Actions to take>
1. In the review of The Amityville Murders, what does the text say Farrands gives up by keeping the action inside the house, and what reason does it offer for not missing those scenes?
2. Continue the review of The Amityville Murders, starting after its last sentence.

Page text>
:::

The Amityville Murders (2019)

Amityvillemurders

**½/****
starring John Robinson, Chelsea Ricketts, Diane Franklin, Paul Ben-Victor
written and directed by Daniel Farrands

by Alice Stoehr The case of Ronald DeFeo Jr. is a gruesome true-crime tragedy. On November 13, 1974, the 23-year-old shot his parents and four younger siblings to death in their Long Island home. A year later, a jury found him guilty of the murders. He’s been in prison ever since. The family’s house beside the Amityville River now has pride of place in the annals of American haunting. George and Kathy Lutz’s one-month stay there served as the basis for a novel, then a film franchise whose second entry, Amityville II: The Possession (1982), fictionalized the DeFeos as the Montellis, with their son in a demon’s thrall. Decades and many more sequels and reboots later comes The Amityville Murders, which depicts the family under their real name in the last couple weeks of their lives. Though loosely based on actual events, it’s less a docudrama than an extrapolation, sticking to the timeline of the murders while ascribing them to the supernatural. Writer-director Daniel Farrands, whose slasher bona fides include Halloween 6‘s screenplay and a 4-hour Elm Street doc, applies a measure of realism in his retelling. The opening credits feature a faux home movie that surveys a family barbecue. It introduces the teenage sisters and little brothers before turning to worn-out mom Louise (Diane Franklin), abrasive dad Ronnie (Paul Ben-Victor), and lastly Ronald Jr. (John Robinson)–known to all as “Butch”–sporting a shaggy beard. The DeFeos’ home, from the very start, is emphatically middle-class and Italian-American. Recipes for cannoli and marinara are points of pride. Floral blouses and turtlenecks help set the film during the Ford administration, as do a wealth of cultural reference points: Cher, Angie Dickinson, The Exorcist, and the puppet show “New Zoo Revue”.


Dates act as chapter headings, breaking the film up as it approaches the doomsday of November 13. Farrands intersperses little frights between the comings and goings of this seven-person household. On Halloween night, for example, Louise and her daughters listen to their nonna (Lainie Kazan) as she shares old country stories of “la notte delle streghe: the night of the witches.” The boys walk in, dressed as a cowboy and a vampire. Overlapping dialogue suggests domestic bustle. Butch comes downstairs from his sickbed, still in his pyjamas, and complains of hearing voices. Robinson’s eerie performance involves a lot of muttering with his eyes glazed over. The rest of the family heads out to trick-or-treat with a fade to black; as the film fades back in later that night, Louise is screaming, a lamp’s flickering, and Ronnie’s prowling their ransacked house with his rifle. A minute-long tracking shot follows him from room to room, then upstairs to his emptied safe. The generic score, from When a Stranger Calls composer Dana Kaproff, becomes especially Herrmann-esque. No one’s hurt and little is taken in this off-screen burglary a third of the way through the film, but it acts as a harbinger. Further tracking shots follow an increasingly haunted Butch wandering the halls while the others sleep, the camera assuming a phantasmal point of view. Farrands’s most radical decision is to restrict the action to the house, except for a brief visit to nonna’s apartment near the end. He forgoes the obligatory scenes at school and work that would probably drag anyway. Instead, it’s just day, night, day, night in the toxic DeFeo home.

:::

Data>
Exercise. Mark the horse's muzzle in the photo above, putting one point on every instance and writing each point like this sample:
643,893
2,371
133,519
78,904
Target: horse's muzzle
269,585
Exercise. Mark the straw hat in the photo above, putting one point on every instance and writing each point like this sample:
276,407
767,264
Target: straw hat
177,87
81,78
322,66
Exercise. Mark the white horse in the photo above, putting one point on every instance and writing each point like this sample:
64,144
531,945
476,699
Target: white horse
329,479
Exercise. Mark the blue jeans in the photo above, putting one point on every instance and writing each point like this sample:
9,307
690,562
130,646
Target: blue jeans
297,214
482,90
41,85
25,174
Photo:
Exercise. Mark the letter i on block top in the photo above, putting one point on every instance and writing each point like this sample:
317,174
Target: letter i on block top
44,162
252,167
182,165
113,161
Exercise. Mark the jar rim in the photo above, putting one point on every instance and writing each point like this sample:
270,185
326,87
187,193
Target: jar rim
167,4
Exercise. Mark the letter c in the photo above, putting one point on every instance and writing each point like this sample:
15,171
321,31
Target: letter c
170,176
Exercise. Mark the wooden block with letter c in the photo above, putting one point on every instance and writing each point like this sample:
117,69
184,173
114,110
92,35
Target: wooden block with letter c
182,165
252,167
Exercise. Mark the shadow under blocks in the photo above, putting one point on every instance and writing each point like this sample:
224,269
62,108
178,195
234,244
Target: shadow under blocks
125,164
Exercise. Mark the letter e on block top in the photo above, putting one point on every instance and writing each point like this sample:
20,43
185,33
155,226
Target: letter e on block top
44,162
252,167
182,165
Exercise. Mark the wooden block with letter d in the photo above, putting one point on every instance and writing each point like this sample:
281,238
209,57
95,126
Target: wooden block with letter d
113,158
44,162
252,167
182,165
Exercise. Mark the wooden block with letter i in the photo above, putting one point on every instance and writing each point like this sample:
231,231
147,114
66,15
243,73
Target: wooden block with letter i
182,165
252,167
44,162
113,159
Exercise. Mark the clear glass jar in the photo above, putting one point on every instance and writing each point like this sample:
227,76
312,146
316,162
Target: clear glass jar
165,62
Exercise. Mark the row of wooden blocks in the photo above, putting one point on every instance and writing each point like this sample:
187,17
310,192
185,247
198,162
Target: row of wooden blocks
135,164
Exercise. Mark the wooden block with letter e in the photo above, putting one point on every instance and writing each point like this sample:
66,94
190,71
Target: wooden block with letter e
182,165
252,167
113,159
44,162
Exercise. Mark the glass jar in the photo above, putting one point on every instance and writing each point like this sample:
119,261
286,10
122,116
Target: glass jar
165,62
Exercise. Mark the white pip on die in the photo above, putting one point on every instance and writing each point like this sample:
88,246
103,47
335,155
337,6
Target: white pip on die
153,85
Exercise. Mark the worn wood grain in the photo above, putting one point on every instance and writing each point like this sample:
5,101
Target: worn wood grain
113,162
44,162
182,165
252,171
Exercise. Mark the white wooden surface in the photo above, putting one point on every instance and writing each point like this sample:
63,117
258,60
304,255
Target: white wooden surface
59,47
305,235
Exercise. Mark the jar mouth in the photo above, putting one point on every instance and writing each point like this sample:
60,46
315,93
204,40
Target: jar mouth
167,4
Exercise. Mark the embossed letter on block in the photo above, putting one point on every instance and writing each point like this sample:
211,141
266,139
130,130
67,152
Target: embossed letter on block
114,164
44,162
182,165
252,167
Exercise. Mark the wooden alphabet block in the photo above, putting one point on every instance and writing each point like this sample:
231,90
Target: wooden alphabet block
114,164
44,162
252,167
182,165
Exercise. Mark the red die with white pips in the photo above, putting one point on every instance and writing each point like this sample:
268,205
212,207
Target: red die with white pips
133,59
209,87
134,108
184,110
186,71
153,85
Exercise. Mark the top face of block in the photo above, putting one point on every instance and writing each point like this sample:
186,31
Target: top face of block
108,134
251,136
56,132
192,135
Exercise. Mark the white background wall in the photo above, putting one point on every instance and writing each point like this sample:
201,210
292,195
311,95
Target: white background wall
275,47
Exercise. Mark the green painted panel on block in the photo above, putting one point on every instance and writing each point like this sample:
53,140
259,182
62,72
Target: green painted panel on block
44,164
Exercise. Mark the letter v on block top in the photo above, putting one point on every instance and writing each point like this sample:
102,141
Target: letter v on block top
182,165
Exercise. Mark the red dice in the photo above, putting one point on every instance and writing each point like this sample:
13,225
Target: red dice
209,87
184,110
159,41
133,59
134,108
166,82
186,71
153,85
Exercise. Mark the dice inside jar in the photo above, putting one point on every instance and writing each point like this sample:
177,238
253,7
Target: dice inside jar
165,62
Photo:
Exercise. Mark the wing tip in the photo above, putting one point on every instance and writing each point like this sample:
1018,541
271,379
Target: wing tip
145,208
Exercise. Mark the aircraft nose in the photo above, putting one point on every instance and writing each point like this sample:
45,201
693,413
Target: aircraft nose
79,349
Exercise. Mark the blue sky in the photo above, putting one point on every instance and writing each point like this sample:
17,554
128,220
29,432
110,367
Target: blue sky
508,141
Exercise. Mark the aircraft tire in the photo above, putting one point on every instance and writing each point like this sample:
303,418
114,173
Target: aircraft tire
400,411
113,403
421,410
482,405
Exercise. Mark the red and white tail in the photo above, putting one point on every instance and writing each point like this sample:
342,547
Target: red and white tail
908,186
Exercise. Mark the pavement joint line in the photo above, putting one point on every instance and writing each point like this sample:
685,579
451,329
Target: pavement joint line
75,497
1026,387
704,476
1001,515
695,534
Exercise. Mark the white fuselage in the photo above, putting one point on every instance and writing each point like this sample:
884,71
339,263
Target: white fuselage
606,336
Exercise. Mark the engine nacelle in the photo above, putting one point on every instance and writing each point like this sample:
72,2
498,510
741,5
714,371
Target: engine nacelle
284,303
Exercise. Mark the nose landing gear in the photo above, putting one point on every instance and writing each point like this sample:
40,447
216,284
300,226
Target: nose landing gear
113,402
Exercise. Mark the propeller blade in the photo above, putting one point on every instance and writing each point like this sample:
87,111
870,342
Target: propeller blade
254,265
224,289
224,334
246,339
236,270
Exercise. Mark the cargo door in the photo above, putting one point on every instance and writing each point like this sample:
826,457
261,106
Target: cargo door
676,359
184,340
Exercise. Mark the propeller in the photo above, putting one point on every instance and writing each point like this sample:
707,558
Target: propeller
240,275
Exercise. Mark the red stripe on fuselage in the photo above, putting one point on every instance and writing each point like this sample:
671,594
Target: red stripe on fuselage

:::

Answers for each item>
1. By confining the action to the house, apart from a brief visit to nonna's apartment near the end, Farrands gives up the obligatory scenes at school and work. The review says those scenes would probably drag anyway.

2.
Most of the evil manifestations are routine for this sort of story: a pigeon crashing into a window, a knock at the door with nobody there. Louise finds violent sketches in her son’s room, as well as some heroin paraphernalia. Later, she describes a prophetic dream: “I see the end coming. A terrible, beautiful end.” Franklin, who played one of the daughters in Amityville II, is a little broad but still achieves some motherly pathos. Ben-Victor is even broader as the bald patriarch in a loose tie who growls half his lines. He’s an effective caricature, a silent majority schlub in the mold of Archie Bunker, verging on anachronism when he decries the “bleeding heart liberal media.” His acts of physical abuse are even more bracing than the climactic bloodbath, because they feel less preordained. One challenge of basing a film on a high-profile massacre is that it needs to have a massacre in it. The Amityville Murders‘ last ten minutes satisfy this requisite as Butch ascends the stairs against flashes of lightning from the rainstorm outside. But the slayings and the sober epilogue that follows make for a flat ending to this relatively ambitious horror movie. Farrands seems most invested as a filmmaker when detailing how this unhappy family, in the words of Tolstoy, “is unhappy in its own way.” Though he might not linger on the rhyme or reason for Butch’s breakdown, he does write it with some emotional heft. The climax is the film’s selling point, yet it’s also an obstacle. As in the real Amityville, the DeFeos die their bloody deaths, and all their drama’s for naught. It could never end any other way.